**What is expected:**
Copy every record below exactly.

**Information supplied:**
· · · ·

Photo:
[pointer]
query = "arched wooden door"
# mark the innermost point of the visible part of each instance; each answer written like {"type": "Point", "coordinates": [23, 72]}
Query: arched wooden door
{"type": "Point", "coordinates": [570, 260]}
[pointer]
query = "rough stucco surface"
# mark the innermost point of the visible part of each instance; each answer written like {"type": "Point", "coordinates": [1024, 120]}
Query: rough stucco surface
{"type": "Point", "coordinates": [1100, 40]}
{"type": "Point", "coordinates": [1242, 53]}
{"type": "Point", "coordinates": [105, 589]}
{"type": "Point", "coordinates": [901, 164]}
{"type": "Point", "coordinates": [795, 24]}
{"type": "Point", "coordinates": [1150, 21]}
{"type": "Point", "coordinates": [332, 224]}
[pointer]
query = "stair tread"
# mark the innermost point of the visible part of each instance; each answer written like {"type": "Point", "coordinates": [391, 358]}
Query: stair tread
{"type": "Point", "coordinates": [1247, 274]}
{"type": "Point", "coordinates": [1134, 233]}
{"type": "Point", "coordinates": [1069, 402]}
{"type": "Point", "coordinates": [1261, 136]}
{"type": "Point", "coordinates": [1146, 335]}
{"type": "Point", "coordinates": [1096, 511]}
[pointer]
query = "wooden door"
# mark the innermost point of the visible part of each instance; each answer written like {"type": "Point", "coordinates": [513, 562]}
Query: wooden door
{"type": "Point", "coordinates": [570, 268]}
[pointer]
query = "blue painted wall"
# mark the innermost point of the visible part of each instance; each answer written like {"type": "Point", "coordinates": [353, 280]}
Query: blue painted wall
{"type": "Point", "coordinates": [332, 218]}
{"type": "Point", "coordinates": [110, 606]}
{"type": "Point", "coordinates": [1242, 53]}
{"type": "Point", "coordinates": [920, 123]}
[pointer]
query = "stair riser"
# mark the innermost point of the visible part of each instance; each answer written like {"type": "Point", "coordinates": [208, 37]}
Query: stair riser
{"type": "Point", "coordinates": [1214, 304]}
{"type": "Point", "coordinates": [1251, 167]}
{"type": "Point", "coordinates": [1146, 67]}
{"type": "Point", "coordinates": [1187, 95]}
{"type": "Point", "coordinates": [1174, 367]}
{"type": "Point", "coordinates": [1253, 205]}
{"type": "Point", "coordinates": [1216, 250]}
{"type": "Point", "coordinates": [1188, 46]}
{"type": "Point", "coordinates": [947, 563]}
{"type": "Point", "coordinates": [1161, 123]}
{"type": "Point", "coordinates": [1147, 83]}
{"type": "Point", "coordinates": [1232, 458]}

· · · ·

**Solution:**
Photo:
[pointer]
query = "arched wooden door"
# mark the innermost point of the visible part of each instance; each answer written like {"type": "Point", "coordinates": [23, 72]}
Query: arched wooden door
{"type": "Point", "coordinates": [570, 260]}
[pointer]
query = "rough stucco surface"
# mark the innermost point of the visible part of each instance; each answer written like {"type": "Point", "coordinates": [1024, 120]}
Query: rough stucco surface
{"type": "Point", "coordinates": [1100, 40]}
{"type": "Point", "coordinates": [1242, 53]}
{"type": "Point", "coordinates": [105, 589]}
{"type": "Point", "coordinates": [901, 164]}
{"type": "Point", "coordinates": [795, 24]}
{"type": "Point", "coordinates": [1150, 21]}
{"type": "Point", "coordinates": [332, 224]}
[pointer]
query = "stair tread"
# mark the innermost point of the visible part of each instance; each answer written like {"type": "Point", "coordinates": [391, 358]}
Query: stair tread
{"type": "Point", "coordinates": [1247, 274]}
{"type": "Point", "coordinates": [1134, 233]}
{"type": "Point", "coordinates": [1069, 402]}
{"type": "Point", "coordinates": [1261, 136]}
{"type": "Point", "coordinates": [1146, 335]}
{"type": "Point", "coordinates": [1096, 511]}
[pointer]
query = "wooden door"
# mark the innermost point of the visible part of each instance; each answer written like {"type": "Point", "coordinates": [513, 562]}
Query: wooden door
{"type": "Point", "coordinates": [570, 268]}
[pointer]
query = "blue painted wall"
# mark the innermost point of the visible part of each instance; each answer written like {"type": "Point", "coordinates": [353, 280]}
Query: blue painted wall
{"type": "Point", "coordinates": [332, 218]}
{"type": "Point", "coordinates": [110, 606]}
{"type": "Point", "coordinates": [1242, 53]}
{"type": "Point", "coordinates": [920, 123]}
[pointer]
query = "stair riser"
# mark the innermost point of the visible part of each instance; each answer written like {"type": "Point", "coordinates": [208, 37]}
Query: stair riser
{"type": "Point", "coordinates": [1214, 304]}
{"type": "Point", "coordinates": [1251, 167]}
{"type": "Point", "coordinates": [1146, 67]}
{"type": "Point", "coordinates": [1187, 95]}
{"type": "Point", "coordinates": [1174, 367]}
{"type": "Point", "coordinates": [1253, 205]}
{"type": "Point", "coordinates": [1216, 250]}
{"type": "Point", "coordinates": [1188, 46]}
{"type": "Point", "coordinates": [947, 563]}
{"type": "Point", "coordinates": [1161, 123]}
{"type": "Point", "coordinates": [1147, 83]}
{"type": "Point", "coordinates": [1232, 458]}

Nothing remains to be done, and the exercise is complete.